In the records below, the line with "Guideline: one keypoint for each instance of the suv door" opens the range and the line with "Guideline: one keypoint for each instance of the blue trailer" closes it; print that range exactly and nothing else.

(Records from a collection)
----------------

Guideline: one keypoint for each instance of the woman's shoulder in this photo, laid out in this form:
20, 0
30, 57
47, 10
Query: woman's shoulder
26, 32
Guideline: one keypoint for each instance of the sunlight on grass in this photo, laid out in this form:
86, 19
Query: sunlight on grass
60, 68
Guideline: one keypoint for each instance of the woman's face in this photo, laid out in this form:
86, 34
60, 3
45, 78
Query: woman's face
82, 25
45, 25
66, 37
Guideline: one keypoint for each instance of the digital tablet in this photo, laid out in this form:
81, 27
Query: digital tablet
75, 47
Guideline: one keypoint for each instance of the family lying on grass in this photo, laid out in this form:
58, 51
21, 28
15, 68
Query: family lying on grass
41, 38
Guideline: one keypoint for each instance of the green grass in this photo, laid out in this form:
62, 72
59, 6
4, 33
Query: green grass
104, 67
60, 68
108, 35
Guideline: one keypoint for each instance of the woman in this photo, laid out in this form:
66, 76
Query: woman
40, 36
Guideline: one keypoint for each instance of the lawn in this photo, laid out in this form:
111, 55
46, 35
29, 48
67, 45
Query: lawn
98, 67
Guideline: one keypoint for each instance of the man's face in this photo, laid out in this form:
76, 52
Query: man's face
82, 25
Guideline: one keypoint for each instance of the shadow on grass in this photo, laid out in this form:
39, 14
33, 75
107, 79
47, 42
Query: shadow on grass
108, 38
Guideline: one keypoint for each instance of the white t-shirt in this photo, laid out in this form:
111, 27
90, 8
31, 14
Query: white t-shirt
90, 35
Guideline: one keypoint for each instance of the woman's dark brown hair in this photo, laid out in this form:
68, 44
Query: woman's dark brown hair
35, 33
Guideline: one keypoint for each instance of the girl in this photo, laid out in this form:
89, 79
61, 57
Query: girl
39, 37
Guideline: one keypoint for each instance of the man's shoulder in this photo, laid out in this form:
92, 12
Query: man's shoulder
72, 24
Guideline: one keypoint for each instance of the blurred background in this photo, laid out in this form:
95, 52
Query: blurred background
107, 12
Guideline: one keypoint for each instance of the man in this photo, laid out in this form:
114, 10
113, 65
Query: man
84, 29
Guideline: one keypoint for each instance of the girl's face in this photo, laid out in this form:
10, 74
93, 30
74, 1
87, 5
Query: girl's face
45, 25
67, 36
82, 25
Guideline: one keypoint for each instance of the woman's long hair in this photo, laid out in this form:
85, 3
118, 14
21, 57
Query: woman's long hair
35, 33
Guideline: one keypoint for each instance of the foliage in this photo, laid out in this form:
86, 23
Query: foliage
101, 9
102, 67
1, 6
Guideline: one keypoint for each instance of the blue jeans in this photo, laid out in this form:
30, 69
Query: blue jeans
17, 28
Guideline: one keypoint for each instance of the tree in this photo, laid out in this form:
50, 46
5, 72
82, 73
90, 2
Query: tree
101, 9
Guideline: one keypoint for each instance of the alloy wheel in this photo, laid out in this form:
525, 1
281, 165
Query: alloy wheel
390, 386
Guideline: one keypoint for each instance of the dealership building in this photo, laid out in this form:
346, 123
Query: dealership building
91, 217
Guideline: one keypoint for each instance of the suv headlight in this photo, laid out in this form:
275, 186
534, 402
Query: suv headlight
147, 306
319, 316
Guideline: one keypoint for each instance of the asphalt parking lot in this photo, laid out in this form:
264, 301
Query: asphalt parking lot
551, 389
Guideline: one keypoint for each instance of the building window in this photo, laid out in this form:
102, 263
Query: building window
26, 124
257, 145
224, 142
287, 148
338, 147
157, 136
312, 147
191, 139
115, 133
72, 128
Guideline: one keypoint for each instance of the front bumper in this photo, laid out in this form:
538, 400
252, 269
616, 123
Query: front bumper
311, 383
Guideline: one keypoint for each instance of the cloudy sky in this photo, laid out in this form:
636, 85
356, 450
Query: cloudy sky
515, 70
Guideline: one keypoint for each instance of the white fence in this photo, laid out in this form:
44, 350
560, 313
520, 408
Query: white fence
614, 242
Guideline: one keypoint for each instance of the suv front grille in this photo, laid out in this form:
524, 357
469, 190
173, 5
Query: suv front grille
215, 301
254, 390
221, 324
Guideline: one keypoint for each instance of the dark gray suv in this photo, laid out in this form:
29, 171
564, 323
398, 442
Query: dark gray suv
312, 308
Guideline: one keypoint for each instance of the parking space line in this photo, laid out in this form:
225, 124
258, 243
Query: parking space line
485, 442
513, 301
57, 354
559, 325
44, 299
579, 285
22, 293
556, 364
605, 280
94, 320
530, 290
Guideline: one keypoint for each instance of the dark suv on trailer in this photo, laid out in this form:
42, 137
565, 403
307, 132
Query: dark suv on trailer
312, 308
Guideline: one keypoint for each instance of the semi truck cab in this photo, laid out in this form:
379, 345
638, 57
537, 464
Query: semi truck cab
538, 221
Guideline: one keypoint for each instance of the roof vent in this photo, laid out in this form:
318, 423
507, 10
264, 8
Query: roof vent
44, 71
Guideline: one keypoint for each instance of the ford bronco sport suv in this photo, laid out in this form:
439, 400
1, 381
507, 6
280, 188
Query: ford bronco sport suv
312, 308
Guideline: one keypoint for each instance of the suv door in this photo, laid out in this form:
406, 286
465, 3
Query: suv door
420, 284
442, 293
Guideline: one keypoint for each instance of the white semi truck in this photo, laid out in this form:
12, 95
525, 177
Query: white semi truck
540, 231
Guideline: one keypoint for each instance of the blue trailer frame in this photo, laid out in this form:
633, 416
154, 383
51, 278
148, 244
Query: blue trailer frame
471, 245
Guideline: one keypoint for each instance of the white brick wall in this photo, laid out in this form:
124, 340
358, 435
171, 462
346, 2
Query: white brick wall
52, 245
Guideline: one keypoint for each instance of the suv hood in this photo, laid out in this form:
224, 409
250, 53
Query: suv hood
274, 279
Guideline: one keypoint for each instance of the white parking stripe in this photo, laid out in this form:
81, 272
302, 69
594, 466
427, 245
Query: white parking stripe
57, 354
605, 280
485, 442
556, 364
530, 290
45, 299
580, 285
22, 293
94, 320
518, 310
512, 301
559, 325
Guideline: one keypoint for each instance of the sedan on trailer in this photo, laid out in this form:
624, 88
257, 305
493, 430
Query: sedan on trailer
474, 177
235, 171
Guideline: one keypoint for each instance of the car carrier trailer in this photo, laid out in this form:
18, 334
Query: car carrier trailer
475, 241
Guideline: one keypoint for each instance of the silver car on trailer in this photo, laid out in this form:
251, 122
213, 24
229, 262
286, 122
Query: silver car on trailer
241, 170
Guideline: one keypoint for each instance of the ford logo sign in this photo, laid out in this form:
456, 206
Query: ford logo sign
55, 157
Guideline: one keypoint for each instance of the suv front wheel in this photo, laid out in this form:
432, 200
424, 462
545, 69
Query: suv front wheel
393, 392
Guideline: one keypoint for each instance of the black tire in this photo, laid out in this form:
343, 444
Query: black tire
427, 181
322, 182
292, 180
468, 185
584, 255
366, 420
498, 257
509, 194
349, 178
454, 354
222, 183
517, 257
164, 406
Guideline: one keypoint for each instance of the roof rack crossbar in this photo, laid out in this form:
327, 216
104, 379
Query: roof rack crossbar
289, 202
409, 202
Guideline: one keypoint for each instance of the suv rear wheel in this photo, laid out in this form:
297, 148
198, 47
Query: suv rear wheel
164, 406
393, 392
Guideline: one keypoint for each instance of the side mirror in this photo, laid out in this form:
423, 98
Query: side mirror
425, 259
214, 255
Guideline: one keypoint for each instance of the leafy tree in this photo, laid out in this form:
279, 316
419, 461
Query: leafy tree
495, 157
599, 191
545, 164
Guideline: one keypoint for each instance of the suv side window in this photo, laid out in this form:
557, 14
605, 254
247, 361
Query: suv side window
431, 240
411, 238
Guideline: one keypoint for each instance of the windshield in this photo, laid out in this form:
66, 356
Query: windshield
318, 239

----------------

* _Response for this exercise_:
Guideline: one keypoint for each instance of the suv door in this photo, laid out in this form:
406, 286
465, 3
Query: suv door
420, 284
442, 293
Guideline: one keypoint for each instance of the white semi truck in this photo, laid out in this form:
12, 95
525, 177
Query: white semi truck
540, 231
Guideline: one keypoint for each instance of the blue trailer frame in this photo, laid out in this form:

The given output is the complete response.